▸ **TRY IT**
The listing below holds a line with "the blue alebrije" and a line with "the blue stage". Reproduce those two lines exactly, plus everything between them.

▸ **GIVEN DATA**
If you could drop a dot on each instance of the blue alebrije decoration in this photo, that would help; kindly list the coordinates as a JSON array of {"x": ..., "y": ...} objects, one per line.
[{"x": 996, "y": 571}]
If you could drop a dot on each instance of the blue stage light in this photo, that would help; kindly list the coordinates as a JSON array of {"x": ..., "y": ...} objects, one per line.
* * *
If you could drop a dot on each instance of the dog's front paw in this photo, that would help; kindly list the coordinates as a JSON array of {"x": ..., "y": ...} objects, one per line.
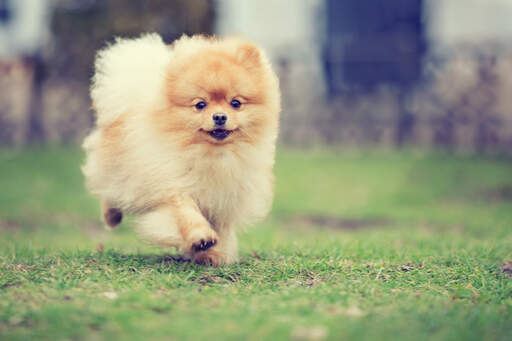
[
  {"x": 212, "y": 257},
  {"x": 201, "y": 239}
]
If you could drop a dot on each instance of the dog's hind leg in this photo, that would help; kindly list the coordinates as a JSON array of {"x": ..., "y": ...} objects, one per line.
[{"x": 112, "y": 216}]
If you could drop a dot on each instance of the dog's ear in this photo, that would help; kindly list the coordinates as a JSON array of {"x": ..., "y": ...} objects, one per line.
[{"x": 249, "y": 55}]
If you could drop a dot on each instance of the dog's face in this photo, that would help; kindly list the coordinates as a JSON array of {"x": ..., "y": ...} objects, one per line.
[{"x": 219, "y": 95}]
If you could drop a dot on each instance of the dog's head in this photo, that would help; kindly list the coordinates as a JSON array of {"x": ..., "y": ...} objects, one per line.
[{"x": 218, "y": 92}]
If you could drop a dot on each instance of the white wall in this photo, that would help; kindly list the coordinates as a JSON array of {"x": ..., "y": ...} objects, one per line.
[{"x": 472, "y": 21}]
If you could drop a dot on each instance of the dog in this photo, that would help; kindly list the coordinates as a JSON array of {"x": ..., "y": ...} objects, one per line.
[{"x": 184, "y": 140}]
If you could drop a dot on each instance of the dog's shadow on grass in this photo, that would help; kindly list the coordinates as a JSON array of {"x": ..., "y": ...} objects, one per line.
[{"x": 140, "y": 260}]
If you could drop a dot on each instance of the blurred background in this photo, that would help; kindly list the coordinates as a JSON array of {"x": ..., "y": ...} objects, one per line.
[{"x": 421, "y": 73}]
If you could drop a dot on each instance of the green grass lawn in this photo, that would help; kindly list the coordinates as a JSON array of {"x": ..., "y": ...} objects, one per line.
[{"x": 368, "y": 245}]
==
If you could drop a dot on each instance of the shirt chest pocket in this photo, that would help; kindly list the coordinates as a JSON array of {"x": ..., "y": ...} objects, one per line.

▸ **SOLUTION TO THIS PROBLEM**
If you could drop a dot on each instance of the blue alebrije decoration in this photo, that would help; kindly list the coordinates as a JSON array of {"x": ..., "y": ...} objects, one per line.
[{"x": 996, "y": 571}]
If you could drop a dot on each instance of the blue stage light in this photo, that would help; kindly list the coordinates as a JSON array of {"x": ..., "y": ...} objects, one per line.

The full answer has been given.